Construção de hidrelétricas em países amazônicos, com financiamento do BNDES, é plano B para atrasos. Preço da energia gerada no Peru seria um terço menor do que a brasileira; Eletrobras faria conexão regional
O governo brasileiro criou um "plano B" para ampliar a oferta de energia. Para isso, está acelerando um projeto de integração com os países vizinhos, onde pretende construir hidrelétricas conectadas ao Brasil.
O principal projeto é com o Peru. A Folha apurou que o acordo binacional com o país está prestes a ser enviado ao Congresso Nacional (nos dois países).
Também avançaram as negociações com Uruguai, Argentina, Bolívia e Venezuela para novos empreendimentos (não somente hidrelétricas). Colômbia, Guiana e Suriname mantêm conversas.
Além do governo federal, a Eletrobras é outro pivô desse programa, que também contará com o setor privado.
Só a Eletrobras pretende acrescentar 18 GW ao sistema com unidades no exterior até 2020. A quantia representa quase um terço do que o Brasil precisa até lá. Essas usinas estarão interligadas por 10 mil quilômetros de cabos.
Ao romper as fronteiras, o Brasil tenta ampliar a margem de segurança para o fornecimento interno de energia no futuro, já prevendo atrasos no cronograma das hidrelétricas que serão implantadas em território nacional.
Estimativas do governo mostram que, para atender ao crescimento da demanda, será preciso acrescentar 70 GW de capacidade de geração de energia até 2020.
Segundo o secretário de Planejamento Energético do Ministério das Minas e Energia, Altino Ventura, os projetos do próprio governo no exterior responderão por um "acréscimo marginal".
Mas, somando com os projetos da Eletrobras e da iniciativa privada que preveem interconexão com o sistema elétrico brasileiro, haveria um aumento de capacidade de quase 30 GW -mais que o dobro de Belo Monte, a maior hidrelétrica em construção, no rio Xingu (PA).
Juntas, essas obras consumirão recursos de pelo menos R$ 58 bilhões e o BNDES poderá financiar a totalidade desses empreendimentos, desde que sejam controlados por empresas nacionais.

TAREFA PROPOSTA A | No texto sobre as hidrelétricas em países vizinhos, quantos gigawatts a Eletrobras pretende acrescentar ao sistema com unidades no exterior até 2020?
TAREFA PROPOSTA B | Retorne todas as linhas dos registros em que aparece a palavra "vegetation".

CONTEÚDO DOS REGISTROS |
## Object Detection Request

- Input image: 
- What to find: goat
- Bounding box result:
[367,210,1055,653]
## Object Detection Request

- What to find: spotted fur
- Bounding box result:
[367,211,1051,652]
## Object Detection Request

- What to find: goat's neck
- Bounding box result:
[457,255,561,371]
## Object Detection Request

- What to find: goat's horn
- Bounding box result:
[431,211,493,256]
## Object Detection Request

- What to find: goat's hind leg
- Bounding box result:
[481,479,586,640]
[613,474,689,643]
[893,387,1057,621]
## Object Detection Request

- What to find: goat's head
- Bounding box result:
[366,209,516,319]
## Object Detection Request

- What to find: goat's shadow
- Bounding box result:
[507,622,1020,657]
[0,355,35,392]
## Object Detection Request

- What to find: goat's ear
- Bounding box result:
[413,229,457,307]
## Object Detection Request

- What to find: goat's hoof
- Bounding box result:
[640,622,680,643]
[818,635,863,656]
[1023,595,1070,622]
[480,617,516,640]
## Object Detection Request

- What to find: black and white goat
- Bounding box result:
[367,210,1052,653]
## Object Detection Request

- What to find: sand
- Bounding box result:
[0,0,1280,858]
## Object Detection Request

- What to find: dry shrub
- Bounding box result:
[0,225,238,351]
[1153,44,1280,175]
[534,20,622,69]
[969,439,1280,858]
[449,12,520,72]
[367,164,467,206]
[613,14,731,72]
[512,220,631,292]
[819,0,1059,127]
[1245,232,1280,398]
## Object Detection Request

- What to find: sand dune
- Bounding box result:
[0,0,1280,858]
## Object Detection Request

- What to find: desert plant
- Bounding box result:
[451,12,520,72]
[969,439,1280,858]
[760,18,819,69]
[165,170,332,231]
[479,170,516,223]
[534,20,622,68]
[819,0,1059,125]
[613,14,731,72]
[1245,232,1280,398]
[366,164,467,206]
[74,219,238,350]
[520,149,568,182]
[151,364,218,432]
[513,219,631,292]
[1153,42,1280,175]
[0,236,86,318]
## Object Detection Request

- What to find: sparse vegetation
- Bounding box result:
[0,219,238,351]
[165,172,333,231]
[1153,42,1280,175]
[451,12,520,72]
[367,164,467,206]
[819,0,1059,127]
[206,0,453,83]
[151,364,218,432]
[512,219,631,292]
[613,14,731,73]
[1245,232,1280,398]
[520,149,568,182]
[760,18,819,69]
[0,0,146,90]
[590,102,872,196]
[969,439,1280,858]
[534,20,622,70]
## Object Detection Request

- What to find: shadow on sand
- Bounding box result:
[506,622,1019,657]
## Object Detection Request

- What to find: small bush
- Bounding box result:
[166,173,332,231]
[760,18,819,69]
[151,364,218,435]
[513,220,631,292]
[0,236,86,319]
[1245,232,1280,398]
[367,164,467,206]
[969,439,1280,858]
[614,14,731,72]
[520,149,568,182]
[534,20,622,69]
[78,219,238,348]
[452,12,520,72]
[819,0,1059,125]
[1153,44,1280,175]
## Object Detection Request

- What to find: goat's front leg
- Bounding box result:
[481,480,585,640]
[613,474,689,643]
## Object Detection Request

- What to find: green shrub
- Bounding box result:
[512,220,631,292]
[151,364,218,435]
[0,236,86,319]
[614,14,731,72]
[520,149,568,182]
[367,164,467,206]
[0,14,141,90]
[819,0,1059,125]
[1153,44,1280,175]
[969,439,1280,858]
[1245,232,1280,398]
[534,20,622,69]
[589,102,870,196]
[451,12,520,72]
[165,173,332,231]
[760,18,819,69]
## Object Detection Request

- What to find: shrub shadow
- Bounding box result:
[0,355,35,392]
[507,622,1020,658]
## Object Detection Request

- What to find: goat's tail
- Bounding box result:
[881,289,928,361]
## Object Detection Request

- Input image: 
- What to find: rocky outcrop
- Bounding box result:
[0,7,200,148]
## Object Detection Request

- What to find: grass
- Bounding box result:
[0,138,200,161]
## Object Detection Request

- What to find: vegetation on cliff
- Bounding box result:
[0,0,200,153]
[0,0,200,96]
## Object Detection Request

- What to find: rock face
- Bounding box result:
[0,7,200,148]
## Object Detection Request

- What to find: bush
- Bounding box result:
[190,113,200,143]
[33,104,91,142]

RESPOSTA CORRETA A | 18 GW.

RESPOSTA CORRETA B |
- What to find: sparse vegetation
- What to find: vegetation on cliff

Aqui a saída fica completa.